▼

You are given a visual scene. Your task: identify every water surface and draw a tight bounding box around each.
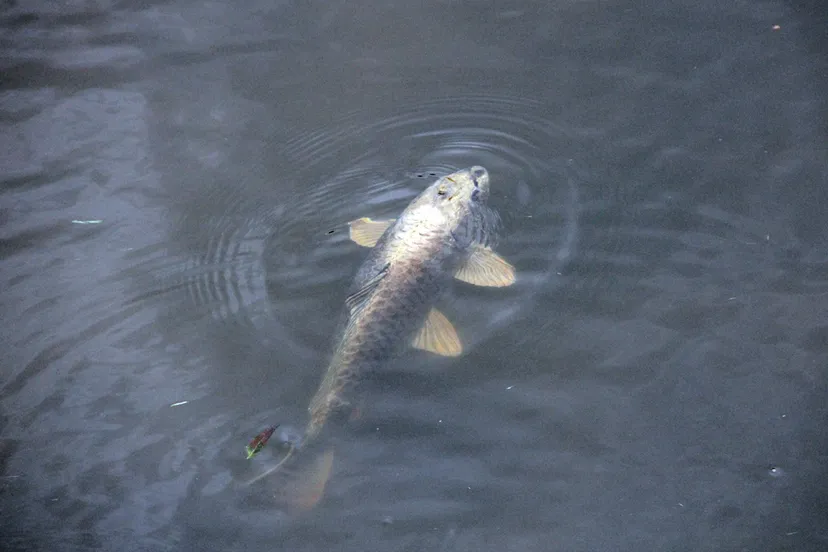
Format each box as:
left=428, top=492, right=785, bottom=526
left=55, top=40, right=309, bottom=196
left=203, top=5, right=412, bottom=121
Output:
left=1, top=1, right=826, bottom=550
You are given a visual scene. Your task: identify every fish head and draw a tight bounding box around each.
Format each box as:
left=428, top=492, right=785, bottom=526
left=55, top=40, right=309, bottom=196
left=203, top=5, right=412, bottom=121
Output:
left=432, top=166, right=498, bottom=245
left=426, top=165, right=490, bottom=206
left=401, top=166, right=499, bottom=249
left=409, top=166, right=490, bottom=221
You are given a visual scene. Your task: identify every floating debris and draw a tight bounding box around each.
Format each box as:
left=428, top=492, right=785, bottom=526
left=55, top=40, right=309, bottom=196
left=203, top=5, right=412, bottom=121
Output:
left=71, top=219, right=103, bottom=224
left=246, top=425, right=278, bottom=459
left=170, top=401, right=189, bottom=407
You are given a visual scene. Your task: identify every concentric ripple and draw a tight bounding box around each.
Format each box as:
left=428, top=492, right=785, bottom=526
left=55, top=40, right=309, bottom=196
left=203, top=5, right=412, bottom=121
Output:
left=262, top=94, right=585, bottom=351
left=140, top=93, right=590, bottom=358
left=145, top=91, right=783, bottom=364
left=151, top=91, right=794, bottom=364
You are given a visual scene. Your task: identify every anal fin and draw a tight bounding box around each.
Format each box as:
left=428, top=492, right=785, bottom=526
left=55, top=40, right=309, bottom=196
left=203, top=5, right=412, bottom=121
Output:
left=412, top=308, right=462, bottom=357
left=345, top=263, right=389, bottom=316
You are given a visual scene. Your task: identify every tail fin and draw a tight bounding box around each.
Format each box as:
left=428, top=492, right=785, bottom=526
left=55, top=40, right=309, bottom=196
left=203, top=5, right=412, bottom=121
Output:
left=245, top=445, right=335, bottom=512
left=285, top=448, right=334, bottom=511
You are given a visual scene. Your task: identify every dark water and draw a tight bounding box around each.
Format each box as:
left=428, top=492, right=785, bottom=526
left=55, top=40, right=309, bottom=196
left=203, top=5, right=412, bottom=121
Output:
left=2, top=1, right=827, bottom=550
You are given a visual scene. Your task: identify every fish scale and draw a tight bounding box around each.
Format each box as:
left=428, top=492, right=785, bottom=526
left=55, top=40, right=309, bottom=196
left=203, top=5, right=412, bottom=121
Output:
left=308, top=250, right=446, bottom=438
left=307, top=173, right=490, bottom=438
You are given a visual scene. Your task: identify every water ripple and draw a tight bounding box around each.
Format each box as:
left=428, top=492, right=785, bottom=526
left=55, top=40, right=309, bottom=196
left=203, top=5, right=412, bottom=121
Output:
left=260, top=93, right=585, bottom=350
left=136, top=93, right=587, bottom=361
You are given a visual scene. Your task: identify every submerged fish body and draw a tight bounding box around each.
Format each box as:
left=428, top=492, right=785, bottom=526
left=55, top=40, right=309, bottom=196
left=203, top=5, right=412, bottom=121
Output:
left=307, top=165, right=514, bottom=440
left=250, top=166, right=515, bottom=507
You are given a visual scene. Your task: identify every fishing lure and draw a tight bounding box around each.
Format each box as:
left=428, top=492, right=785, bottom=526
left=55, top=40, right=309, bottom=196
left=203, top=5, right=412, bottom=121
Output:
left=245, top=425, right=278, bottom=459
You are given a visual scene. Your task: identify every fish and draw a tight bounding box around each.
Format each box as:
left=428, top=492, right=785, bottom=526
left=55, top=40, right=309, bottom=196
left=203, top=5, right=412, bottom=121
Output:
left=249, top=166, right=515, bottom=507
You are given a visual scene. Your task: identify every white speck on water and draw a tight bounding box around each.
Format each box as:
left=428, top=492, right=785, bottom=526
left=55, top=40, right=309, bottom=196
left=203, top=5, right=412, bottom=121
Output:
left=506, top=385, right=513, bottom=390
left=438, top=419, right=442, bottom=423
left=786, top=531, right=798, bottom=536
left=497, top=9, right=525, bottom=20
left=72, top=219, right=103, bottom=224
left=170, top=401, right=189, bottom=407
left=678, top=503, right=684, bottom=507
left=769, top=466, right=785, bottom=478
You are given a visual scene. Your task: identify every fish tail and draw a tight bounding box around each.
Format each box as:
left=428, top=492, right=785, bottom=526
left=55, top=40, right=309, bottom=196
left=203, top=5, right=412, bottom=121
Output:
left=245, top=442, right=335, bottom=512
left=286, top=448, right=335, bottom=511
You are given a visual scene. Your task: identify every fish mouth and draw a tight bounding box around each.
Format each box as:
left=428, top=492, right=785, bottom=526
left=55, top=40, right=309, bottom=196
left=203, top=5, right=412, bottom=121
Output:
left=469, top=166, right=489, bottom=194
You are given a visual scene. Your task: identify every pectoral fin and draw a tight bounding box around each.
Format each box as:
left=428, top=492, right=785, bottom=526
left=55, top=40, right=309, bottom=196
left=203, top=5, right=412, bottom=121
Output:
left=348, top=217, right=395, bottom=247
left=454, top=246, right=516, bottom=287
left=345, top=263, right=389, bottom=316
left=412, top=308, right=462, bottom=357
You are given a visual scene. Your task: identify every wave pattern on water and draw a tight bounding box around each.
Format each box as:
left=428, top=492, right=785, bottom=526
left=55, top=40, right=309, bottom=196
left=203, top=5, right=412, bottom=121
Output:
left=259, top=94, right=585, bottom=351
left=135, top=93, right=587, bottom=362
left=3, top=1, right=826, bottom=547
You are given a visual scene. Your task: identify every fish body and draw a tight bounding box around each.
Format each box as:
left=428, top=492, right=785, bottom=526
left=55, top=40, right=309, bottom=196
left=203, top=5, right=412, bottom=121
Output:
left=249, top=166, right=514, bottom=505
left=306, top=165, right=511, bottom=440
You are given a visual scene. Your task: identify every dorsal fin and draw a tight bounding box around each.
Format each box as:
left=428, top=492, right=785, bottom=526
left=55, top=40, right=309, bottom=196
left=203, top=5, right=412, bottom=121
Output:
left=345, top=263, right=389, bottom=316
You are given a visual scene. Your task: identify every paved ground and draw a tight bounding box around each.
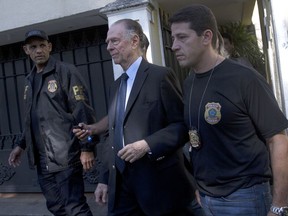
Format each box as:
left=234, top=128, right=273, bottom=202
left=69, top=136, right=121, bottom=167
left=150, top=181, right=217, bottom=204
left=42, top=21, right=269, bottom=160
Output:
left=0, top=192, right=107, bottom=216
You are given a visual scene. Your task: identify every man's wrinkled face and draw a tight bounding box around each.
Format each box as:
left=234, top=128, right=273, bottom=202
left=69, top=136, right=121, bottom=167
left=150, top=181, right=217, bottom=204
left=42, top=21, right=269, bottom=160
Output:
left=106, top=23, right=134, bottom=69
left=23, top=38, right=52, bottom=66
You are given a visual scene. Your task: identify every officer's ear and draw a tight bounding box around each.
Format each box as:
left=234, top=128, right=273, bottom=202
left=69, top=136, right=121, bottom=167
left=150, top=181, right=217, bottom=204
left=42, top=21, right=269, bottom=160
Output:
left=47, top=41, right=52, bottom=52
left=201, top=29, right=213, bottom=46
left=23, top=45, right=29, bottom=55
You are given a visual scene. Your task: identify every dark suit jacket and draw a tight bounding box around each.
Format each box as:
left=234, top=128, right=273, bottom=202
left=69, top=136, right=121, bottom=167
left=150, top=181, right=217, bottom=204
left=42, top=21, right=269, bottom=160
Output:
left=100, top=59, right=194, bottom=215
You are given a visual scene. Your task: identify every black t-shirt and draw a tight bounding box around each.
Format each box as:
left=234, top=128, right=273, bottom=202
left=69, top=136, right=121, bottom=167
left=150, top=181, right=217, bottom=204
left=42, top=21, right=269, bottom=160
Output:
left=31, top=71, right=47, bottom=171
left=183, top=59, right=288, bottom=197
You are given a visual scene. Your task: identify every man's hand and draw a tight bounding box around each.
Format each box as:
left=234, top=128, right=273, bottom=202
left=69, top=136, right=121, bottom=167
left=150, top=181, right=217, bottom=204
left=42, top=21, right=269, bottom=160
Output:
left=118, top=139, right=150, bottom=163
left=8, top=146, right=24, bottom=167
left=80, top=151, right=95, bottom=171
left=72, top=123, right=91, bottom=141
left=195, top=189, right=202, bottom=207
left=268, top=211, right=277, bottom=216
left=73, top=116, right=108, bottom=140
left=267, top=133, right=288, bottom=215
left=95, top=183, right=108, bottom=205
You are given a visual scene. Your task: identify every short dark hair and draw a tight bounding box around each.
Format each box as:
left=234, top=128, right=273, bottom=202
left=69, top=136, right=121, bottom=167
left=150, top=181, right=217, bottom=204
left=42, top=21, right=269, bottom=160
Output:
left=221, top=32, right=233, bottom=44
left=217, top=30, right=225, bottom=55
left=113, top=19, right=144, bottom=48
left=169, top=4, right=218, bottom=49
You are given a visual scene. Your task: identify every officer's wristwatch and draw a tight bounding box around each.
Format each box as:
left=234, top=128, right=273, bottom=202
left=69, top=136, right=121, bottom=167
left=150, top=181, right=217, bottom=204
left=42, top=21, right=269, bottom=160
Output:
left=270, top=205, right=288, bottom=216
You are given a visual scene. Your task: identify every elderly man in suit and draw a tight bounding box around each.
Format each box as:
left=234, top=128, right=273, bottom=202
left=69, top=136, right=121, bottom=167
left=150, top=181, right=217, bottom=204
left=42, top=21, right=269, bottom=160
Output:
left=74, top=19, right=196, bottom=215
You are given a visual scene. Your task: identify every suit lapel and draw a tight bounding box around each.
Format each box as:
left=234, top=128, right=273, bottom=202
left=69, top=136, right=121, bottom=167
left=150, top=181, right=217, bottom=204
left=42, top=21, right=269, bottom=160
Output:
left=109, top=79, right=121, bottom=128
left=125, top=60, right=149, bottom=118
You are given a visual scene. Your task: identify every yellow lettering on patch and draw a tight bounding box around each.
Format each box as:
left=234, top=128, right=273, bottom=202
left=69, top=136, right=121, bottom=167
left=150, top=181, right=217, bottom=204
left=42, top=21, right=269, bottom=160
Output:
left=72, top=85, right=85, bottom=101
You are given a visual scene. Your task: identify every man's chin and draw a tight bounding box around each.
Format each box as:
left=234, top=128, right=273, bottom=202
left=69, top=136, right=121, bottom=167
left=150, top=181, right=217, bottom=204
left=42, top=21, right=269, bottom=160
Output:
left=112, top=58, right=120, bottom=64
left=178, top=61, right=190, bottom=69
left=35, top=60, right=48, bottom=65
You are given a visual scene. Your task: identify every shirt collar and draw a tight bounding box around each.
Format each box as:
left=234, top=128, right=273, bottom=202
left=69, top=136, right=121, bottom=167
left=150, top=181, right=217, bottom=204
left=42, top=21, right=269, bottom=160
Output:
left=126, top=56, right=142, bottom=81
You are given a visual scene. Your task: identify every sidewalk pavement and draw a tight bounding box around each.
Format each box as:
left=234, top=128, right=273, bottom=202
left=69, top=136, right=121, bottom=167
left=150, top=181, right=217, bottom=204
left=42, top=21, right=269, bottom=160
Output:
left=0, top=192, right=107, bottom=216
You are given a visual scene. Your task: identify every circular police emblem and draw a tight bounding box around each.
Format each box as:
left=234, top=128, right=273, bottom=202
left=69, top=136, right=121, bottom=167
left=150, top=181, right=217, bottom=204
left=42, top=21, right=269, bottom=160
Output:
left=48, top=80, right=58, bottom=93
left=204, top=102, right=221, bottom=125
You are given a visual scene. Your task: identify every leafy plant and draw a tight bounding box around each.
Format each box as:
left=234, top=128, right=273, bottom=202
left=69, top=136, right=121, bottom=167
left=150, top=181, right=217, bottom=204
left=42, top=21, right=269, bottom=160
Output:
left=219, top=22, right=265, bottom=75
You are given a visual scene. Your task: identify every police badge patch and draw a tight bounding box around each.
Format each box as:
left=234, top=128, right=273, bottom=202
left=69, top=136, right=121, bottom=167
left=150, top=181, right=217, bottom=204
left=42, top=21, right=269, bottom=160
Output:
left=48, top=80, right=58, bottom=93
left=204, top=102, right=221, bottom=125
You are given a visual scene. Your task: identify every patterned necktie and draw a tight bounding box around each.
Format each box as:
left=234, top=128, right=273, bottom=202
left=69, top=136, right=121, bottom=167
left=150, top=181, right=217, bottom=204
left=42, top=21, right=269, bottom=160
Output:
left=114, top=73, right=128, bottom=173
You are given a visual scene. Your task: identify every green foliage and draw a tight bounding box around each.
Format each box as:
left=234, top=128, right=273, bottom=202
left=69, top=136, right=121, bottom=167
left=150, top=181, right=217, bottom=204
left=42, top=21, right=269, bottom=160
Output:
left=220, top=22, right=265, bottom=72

▲

◆ **Requirement**:
Whenever the word "patch" appears in a line above, copy that line.

◆ **Your response**:
You are given a visual scene. Your task: identify every yellow lettering on patch and draw a tight bounding box around each.
You are given a visual scene. Your task: identify every police badge patch and draw a tight bounding box around each.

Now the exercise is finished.